# Instructions for the task
Copy word for word the passage of the post about Buck McKeon and drone industry donations, starting at "In the House, the" and ending at "than $200,000 from drone firms.".

# Source excerpt
+++

Tuesday, November 27, 2012

When Corrupt DCCC Chair Steve Israel Put Buck McKeon Off Limits This Year, He Also Put Drone Policy Off Limits


Dr. Lee Rogers ran a more robust campaign against Buck McKeon than anyone had ever even tried before. And the results were predictable-- Rogers came closer to defeating McKeon than any Democrat ever had since the 25th CD was first created. But with DCCC Chairman Steve Israel not just ignoring an opportunity to win the Los Angeles area seat-- the last one held by a Republican-- but actively urging donors to not give to Rogers' grassroots campaign and helping to undercut it with the media, there was never a real opportunity for McKeon to lose. Israel wouldn't allow the DCCC to take on any Republican leaders, policy makers or committee chairmen. [Note: the GOP always goes after Democratic leaders and committee chairs and sometimes defeat them. In 2010 they beat several but if you don't try, you never succeed. And some very bad news: Nancy Pelosi just reappointed Israel-- who is completely delusional and has been defining his disastrous performance as a "victory"-- DCCC chair again for 2014, pretty much guaranteeing that the Republicans will keep their House Majority at least until 2016. McKeon is only one of many vulnerable Republicans breathing a deep sign of relief.

McKeon, however, might still go down to defeat in 2014, particularly if Rogers can be persuaded to run against him again. McKeon has a number of corruption cases pending against him and his role in the expansion of domestic drone spying is souring not just Democrats and independents, but even Republicans. McKeon, founder and co-chair (with reactionary Blue Dog and fellow warmonger Henry Cuellar) of the House drone caucus, is swimming in drone industry bribes-- more than any other member of Congress by far. Yesterday, the San Francisco Chronicle connected the dots between the push to expand the domestic use of drones and the immense sums of money drone makers are paying corrupt Members of Congressmen, particularly McKeon.
Growth in UAS technology and operations is encouraged by the Association for Unmanned Vehicle Systems International, or AUVSI, which represents drone and systems manufacturers.

AUVSI firms have been far more generous to Republicans than Democrats when it comes to campaign donations. According to CRP analysis, GOP drone caucus members received 74 percent of the group's donations.

In the House, the top recipient was Rep. Buck McKeon, R-Santa Clarita (Los Angeles County), chairman of the House Armed Services Committee. He received $833,650 in drone-related campaign contributions.

McKeon and Cuellar are co-chairmen of the caucus.

Other California Republicans - Reps. Darrell Issa, R-Vista (San Diego County); Jerry Lewis, R-Redlands (San Bernardino County); Duncan Hunter, R-Alpine (San Diego County); and Ken Calvert, R-Corona (Riverside County)-- each received more than $200,000 from drone firms.

CRP's analysis also showed that companies with drone aircraft currently used by the military, but with potential civilian applications, were among the largest donors to caucus members.

+++

# Supplied information
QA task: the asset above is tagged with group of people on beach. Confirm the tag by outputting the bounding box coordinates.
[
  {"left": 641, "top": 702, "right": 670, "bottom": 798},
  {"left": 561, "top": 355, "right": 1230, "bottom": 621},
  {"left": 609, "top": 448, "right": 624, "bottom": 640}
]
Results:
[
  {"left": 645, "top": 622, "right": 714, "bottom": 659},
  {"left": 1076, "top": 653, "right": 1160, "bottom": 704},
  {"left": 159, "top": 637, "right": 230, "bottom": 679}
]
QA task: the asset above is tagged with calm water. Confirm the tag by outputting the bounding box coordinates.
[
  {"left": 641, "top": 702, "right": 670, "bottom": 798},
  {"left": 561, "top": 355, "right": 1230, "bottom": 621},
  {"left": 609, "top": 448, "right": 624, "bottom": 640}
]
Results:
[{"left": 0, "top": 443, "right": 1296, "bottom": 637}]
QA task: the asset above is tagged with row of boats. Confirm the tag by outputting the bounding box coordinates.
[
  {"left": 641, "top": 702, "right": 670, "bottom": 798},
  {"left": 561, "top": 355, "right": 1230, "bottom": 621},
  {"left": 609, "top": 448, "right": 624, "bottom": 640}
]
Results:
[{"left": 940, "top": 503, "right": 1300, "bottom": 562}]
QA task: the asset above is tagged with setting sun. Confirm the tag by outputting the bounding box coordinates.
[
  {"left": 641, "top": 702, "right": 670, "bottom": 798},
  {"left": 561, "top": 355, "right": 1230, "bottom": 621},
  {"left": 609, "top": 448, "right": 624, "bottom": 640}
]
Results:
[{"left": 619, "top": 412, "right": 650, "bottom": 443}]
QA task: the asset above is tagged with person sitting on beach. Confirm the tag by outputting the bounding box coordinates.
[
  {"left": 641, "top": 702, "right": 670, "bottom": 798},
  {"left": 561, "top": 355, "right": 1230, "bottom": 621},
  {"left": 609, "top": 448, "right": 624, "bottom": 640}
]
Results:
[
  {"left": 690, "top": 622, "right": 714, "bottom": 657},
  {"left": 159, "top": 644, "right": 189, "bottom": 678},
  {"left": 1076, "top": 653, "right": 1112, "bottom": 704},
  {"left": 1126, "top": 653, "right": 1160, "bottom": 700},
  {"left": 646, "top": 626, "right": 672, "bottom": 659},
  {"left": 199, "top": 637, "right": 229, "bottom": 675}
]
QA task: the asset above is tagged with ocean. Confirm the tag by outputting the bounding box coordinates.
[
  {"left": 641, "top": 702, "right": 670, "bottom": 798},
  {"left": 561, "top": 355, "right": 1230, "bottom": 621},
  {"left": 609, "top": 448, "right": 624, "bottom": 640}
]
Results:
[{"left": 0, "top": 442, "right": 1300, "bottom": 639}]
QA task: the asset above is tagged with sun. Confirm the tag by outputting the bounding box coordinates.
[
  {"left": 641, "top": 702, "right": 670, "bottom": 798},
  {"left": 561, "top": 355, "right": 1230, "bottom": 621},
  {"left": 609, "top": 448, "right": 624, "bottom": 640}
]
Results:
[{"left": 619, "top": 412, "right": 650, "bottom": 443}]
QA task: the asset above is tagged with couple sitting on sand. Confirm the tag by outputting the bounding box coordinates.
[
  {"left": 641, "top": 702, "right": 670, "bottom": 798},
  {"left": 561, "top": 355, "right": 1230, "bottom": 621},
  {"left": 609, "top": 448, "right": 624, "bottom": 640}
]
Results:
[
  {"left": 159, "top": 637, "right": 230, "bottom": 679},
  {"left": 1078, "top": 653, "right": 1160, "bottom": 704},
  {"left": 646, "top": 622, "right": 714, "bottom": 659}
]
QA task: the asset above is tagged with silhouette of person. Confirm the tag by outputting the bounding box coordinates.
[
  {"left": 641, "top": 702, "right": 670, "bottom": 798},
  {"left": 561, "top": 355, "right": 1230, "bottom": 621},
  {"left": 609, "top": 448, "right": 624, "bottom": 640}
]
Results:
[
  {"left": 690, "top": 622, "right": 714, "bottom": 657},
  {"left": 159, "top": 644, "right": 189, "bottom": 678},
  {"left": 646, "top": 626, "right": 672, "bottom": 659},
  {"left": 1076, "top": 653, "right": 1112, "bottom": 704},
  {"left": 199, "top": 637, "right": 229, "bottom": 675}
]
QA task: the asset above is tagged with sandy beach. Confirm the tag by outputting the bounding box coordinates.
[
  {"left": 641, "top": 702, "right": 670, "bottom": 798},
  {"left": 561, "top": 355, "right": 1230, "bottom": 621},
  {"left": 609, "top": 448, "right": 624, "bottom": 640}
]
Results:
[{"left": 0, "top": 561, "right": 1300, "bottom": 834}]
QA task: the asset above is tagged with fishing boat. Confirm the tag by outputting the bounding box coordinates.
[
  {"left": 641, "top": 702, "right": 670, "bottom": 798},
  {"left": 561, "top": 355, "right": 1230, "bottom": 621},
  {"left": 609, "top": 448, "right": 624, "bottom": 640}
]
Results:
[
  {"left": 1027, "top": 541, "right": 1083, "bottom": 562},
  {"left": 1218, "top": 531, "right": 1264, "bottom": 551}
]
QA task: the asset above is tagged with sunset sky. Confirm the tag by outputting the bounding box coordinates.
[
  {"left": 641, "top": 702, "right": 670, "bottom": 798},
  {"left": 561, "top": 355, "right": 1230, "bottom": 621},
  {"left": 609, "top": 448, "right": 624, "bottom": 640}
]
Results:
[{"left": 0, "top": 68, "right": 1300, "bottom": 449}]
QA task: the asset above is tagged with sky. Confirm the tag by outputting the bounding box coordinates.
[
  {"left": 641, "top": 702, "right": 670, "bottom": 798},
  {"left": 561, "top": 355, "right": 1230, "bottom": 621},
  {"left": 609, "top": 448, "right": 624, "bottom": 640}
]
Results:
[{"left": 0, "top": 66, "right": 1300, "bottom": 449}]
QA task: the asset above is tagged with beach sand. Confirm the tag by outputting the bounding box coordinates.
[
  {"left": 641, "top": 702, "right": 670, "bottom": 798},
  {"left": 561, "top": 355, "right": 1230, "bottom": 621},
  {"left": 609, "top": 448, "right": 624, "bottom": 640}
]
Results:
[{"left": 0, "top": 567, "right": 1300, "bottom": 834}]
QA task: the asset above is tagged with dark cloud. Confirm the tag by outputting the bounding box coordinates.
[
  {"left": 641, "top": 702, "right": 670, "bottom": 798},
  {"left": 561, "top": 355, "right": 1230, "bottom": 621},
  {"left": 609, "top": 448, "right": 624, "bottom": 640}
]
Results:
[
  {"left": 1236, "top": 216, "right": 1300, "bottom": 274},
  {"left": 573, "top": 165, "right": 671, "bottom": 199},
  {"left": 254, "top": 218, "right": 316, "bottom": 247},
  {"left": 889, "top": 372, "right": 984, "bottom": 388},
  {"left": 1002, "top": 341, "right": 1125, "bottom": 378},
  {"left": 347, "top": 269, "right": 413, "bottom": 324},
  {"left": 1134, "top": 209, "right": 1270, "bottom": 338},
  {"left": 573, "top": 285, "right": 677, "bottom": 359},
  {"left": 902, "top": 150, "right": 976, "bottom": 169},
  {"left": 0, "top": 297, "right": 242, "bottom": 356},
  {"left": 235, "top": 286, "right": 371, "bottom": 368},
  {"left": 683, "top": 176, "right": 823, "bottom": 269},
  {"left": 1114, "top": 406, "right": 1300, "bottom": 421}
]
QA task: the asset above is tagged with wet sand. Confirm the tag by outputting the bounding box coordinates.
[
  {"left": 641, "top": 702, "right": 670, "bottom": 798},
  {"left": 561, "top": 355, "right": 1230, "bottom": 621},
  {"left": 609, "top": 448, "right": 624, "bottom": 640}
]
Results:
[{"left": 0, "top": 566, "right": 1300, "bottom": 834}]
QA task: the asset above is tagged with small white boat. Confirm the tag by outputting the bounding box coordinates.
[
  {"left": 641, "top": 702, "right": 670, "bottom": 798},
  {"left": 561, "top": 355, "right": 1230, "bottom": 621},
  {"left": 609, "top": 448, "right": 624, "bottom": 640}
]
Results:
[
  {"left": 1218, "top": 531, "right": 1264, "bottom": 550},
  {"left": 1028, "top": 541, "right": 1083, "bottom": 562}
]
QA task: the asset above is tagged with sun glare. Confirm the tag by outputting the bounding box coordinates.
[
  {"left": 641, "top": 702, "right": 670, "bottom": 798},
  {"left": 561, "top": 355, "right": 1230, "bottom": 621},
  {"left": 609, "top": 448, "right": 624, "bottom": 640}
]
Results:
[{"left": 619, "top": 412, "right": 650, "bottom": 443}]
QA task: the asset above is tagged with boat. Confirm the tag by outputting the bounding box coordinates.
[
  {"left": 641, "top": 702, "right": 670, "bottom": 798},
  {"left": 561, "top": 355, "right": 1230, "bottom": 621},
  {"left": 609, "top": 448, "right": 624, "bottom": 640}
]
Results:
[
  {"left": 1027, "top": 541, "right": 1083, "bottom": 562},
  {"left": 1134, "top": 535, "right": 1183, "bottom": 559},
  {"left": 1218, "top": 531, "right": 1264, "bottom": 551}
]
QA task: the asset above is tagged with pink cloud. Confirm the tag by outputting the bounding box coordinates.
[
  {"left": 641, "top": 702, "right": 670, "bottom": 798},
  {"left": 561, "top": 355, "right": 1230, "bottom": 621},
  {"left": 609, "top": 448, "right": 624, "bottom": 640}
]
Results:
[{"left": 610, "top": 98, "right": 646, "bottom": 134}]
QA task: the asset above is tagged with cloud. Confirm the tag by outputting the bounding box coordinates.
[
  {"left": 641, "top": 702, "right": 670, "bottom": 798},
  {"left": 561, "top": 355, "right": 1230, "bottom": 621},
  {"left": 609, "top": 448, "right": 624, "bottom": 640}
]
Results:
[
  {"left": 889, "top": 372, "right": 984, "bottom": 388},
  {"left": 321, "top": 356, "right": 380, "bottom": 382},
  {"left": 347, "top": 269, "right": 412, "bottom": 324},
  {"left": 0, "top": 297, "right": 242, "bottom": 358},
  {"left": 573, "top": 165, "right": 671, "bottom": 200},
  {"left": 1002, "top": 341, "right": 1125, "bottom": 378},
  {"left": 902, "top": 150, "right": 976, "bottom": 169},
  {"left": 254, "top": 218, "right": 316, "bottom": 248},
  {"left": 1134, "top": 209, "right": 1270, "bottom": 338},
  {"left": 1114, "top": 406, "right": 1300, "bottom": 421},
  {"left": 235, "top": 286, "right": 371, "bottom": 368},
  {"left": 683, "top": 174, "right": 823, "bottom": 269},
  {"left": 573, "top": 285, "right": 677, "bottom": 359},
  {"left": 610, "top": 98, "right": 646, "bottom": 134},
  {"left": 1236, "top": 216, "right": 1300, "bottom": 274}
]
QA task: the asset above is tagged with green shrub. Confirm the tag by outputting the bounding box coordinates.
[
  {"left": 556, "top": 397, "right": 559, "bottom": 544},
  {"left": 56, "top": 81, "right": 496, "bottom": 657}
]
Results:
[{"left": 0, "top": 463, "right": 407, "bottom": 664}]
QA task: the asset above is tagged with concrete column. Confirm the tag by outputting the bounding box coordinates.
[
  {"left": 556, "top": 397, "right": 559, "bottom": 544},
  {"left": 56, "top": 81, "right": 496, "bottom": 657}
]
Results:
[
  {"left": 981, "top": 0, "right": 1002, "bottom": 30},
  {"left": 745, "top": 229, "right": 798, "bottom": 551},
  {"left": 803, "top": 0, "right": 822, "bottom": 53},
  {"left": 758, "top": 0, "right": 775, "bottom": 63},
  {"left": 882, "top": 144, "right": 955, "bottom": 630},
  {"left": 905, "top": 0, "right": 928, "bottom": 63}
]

+++

# Answer to this exercise
In the House, the top recipient was Rep. Buck McKeon, R-Santa Clarita (Los Angeles County), chairman of the House Armed Services Committee. He received $833,650 in drone-related campaign contributions.

McKeon and Cuellar are co-chairmen of the caucus.

Other California Republicans - Reps. Darrell Issa, R-Vista (San Diego County); Jerry Lewis, R-Redlands (San Bernardino County); Duncan Hunter, R-Alpine (San Diego County); and Ken Calvert, R-Corona (Riverside County)-- each received more than $200,000 from drone firms.